- _Work required_
Which lines in the records below contain the word "trunk"? Gather every such line and copy it out.

- _Excerpted data_

————————

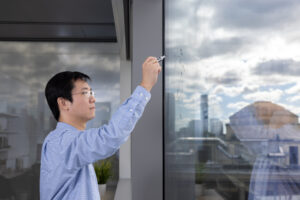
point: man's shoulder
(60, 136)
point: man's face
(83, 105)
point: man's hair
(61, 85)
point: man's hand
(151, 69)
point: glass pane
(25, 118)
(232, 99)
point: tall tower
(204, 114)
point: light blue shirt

————————

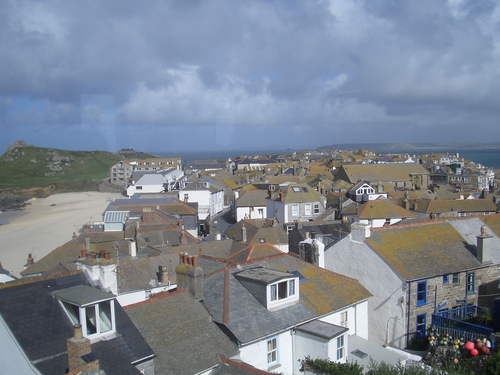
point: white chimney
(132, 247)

————————

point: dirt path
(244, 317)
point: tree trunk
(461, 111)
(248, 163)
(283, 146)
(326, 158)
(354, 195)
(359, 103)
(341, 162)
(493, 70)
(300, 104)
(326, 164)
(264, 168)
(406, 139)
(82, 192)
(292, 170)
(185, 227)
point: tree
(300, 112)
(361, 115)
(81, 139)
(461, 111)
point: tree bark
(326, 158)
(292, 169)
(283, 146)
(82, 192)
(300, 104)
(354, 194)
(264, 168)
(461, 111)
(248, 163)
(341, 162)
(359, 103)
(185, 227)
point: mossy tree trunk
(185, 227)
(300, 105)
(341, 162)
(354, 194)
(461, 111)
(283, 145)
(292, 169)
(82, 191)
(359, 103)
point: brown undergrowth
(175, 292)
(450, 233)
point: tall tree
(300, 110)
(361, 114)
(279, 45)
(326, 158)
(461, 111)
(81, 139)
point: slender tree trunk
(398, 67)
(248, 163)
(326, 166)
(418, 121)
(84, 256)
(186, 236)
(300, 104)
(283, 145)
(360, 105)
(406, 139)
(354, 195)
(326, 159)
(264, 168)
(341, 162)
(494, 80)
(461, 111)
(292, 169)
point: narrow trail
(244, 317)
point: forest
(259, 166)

————————

- _Written solution_
point: tree trunk
point: mossy tree trunk
point: slender tree trunk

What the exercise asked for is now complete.